» Given problem 1: In the Dataflow forum thread below, which method does the author try for writing the raw events, and for what reason?

» Source passage:
_ _ _ _

Dataflow Job with mix workload - Streaming Insert & Load Jobs (Python)

Question

I am trying to implement a use case following the design explained in the link below but running into error. Any pointers would be of great help.

https://cloud.google.com/blog/products/data-analytics/how-to-efficiently-process-both-real-time-and-aggregate-data-with-dataflow

Use Case explained step wise:

Get streaming raw events from PubSub.
Validate the raw event received.
Filter specific type of events.
Create dictionary of the filtered events.
Same time, pass the filtered events through windowing operation and aggregate it.
2 types of output - Raw Events Dictionary, Aggregated Events Dictionary.
Following the design explained in the link above - raw events dictionary fall into LowUrgency category and aggregated events fall into HighUrgency category.
Trying 'FILE_LOADS' method for raw events to avoid cost part.
Trying 'STREAMING_INSERT' method for aggregated event as it needs to be available in real-time.

Code snippet below:

p = beam.Pipeline(argv=argv)
    valid_msgs, errors = (p
                          | 'Read from Pubsub' >>
                          beam.io.ReadFromPubSub(subscription=c['SUBSCRIPTION']).with_output_types(bytes)
                          | 'Validate PubSub Event' >> beam.ParDo(ValidateMessages()).with_outputs('errors', main='valid')
                          )

    filtered_events = (valid_msgs | 'Filter Events' >> beam.Filter(filter_msgs))

    raw_events = (filtered_events | 'Prepare Raw Event Row for BQ ' >> beam.Map(get_raw_values))

    agg_events = (filtered_events
                  | f'Streaming Window for {c["WINDOW_TIME"]} seconds' >> beam.WindowInto(window.FixedWindows(c['WINDOW_TIME']))

_ _ _ _

» Dataset:
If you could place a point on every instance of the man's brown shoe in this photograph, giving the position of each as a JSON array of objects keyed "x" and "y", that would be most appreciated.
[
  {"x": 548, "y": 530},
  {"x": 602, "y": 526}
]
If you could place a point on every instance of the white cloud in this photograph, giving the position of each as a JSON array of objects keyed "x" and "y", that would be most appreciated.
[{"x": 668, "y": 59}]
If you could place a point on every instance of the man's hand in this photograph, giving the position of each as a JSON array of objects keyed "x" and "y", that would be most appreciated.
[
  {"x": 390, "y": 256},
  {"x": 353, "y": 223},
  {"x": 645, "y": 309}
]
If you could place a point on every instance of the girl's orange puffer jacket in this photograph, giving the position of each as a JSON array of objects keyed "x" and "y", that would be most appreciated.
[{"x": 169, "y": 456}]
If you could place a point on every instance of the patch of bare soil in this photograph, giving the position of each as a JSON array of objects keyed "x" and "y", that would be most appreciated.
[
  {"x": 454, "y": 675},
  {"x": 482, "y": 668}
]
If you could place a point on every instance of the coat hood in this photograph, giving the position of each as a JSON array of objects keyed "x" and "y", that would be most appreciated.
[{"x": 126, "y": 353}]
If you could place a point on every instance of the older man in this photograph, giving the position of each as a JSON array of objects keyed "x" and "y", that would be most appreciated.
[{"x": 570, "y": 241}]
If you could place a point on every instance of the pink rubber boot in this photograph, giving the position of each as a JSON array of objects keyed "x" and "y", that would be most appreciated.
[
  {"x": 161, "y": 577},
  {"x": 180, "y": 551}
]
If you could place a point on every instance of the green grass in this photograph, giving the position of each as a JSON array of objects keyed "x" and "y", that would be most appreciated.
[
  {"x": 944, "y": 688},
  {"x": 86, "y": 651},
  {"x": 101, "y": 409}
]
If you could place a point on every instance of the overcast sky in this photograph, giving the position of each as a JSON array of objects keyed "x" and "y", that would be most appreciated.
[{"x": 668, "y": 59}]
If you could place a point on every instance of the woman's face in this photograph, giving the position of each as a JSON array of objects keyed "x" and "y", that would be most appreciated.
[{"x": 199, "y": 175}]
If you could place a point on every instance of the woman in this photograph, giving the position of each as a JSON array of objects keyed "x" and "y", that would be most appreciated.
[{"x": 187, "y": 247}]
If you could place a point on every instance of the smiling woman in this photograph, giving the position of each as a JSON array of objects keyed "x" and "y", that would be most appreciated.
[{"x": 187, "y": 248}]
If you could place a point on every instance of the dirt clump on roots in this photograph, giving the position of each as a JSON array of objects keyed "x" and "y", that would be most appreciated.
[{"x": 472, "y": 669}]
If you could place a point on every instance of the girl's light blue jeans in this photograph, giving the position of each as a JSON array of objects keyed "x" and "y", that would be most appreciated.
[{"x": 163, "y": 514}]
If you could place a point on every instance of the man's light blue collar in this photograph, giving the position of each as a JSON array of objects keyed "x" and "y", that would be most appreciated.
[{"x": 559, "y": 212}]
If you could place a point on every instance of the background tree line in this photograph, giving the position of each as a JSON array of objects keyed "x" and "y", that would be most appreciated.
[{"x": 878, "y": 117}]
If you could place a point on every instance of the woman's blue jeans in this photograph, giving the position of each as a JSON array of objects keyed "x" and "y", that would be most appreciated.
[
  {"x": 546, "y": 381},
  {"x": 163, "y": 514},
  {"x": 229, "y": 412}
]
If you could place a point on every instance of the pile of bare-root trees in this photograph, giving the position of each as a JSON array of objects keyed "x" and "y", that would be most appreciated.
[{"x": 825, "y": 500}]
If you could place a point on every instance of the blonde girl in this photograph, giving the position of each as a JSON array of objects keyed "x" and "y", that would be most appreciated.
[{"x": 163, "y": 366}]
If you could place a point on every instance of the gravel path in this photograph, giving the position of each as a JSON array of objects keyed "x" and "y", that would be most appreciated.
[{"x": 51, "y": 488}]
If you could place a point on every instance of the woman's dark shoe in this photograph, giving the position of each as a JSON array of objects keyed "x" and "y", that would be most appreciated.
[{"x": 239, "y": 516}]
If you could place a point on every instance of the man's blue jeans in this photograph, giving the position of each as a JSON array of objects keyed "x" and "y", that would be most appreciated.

_ _ _ _

» Given problem 2: List each line of the records above that contains the word "jeans".

» Written solution 1: The author tries the 'FILE_LOADS' method for the raw events to avoid cost.

» Written solution 2:
If you could place a point on every instance of the girl's light blue jeans in this photograph, giving the position of each as a JSON array of objects keyed "x" and "y", that would be most appreciated.
If you could place a point on every instance of the woman's blue jeans in this photograph, giving the position of each as a JSON array of objects keyed "x" and "y", that would be most appreciated.
If you could place a point on every instance of the man's blue jeans in this photograph, giving the position of each as a JSON array of objects keyed "x" and "y", that would be most appreciated.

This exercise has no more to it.